━━━━━ TEXTE EXTRAIT ━━━━━

Le problème posé est celui-ci: les attaques terroristes ne sont-elles pas des menaces contre la paix? À l’origine, le Conseil de sécurité, qui dispose d’un pouvoir discrétionnaire de qualifier une situation de menace à la paix et à la sécurité internationales, n’avait pas décidé. Durant la Guerre froide, la menace avait un sens restrictif: elle était alors entendue comme une situation dans laquelle un conflit entre deux États risquait d’éclater. Il a fallu attendre les années 1980 pour qu’intervienne une certaine évolution. Elle sera liée à l’affaire du navire Achille Lauro (1985), détourné par des Palestiniens et son équipage pris en otage.
Après la fin de la Guerre froide, le Conseil de sécurité établit un lien indirect entre le terrorisme et la menace contre la paix, et ce, en cas de refus d’un État d’extrader des personnes soupçonnées d’être associées à un attentat terroriste. Tel fut le cas avec la résolution 748 du 31 mars 1992, décidant des mesures coercitives, dont un embargo, à l’encontre de la Libye, accusée d’avoir organisé l’attentat de Lockerbie en Écosse (1988) et celui contre l’avion DC-10 de la compagnie UTA au Niger (1989).
D’autres textes sont encore à noter: la résolution 1054, du 26 avril 1996, relative à l’extradition des suspects de la tentative d’assassinat du Président égyptien Hosni Moubarak à Addis Abeba; la résolution 1267, du 15 octobre 1999, sur les sanctions visant les personnes et entités liées à Al-Qaïda, à Oussama Ben Laden et aux talibans afghans, ces derniers refusant de livrer le chef d’Al Qaïda.

━━━━━

(VÉRIFIER SA COMPRÉHENSION):
A. Les affirmations suivantes concordent-elles avec l'extrait sur le Conseil de sécurité et le terrorisme ? Répondez à chacune par oui ou par non, en citant mot pour mot les termes qui tranchent.
(i) Pendant la Guerre froide, la notion de menace contre la paix était comprise de manière large.
(ii) La résolution 748 du 31 mars 1992 comportait un embargo contre la Libye.
(iii) La résolution 1267 a été adoptée le 26 avril 1996.
B. Prolongez l'extrait sur le Conseil de sécurité et le terrorisme à partir de sa dernière phrase.
Le matériel qui suit ne joue aucun rôle ici.

━━━━━ DONNÉES BRUTES ━━━━━

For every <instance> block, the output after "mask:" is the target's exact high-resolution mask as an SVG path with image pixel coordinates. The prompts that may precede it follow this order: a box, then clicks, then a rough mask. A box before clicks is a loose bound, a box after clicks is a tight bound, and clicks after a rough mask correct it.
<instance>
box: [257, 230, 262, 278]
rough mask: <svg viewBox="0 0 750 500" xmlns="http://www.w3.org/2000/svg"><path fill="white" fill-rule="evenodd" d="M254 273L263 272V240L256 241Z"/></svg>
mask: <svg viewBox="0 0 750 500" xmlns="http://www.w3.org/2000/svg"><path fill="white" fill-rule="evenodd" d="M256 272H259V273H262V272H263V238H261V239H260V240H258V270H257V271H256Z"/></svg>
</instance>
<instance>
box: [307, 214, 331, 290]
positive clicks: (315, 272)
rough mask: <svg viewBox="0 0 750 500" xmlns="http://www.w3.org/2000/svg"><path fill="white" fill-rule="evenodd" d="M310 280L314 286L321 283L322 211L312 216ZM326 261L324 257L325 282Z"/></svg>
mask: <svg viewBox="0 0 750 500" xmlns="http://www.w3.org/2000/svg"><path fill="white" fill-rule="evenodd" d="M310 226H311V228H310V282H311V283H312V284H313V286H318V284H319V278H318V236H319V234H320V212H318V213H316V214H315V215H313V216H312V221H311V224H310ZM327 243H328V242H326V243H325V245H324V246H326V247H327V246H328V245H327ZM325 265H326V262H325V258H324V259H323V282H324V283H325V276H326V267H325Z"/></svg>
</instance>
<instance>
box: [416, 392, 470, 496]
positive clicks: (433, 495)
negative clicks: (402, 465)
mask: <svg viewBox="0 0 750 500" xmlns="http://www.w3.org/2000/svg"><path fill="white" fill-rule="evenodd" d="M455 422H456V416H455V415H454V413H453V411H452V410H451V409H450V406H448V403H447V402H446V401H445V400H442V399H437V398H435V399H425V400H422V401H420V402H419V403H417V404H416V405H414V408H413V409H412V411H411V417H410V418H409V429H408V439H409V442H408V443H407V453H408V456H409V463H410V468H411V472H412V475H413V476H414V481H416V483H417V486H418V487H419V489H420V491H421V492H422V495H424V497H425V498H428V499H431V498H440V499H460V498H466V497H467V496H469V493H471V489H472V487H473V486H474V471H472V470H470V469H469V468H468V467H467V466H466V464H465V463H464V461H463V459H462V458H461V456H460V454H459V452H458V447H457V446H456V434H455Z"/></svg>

━━━━━

(RÉPONSES FOURNIES):
A.
(i) Non : « Durant la Guerre froide, la menace avait un sens restrictif ».
(ii) Oui : « décidant des mesures coercitives, dont un embargo, à l’encontre de la Libye ».
(iii) Non : « la résolution 1267, du 15 octobre 1999 ».

B.
Avec les attentats du 11 septembre 2001 aux États-Unis s’opère une véritable bascule dans ce domaine. Dans la résolution 1373 de 2001, qualifiée de «Code antiterroriste mondial», le Conseil de sécurité réaffirme «la nécessité de lutter par tous les moyens, conformément à la Charte des Nations unies, contre les menaces à la paix et à la sécurité internationales que font peser les actes de terrorisme». C’est la première résolution qui a pour objectif d’imposer aux États des obligations générales et illimitées dans le temps: elle marque le début d’une nouvelle ère. Le Conseil de sécurité prend dès lors le leadership dans la lutte contre le terrorisme. Par la suite, les résolutions adoptées visent tous les actes de terrorisme à venir en tant que menace à la paix, et non plus en tant que situation particulière.
«Le terrorisme reste un phénomène difficile à définir juridiquement sur le plan international. À la différence de la Société des Nations, le Conseil de sécurité de l’ONU n’a pas créé d’organe pour en donner une définition précise.»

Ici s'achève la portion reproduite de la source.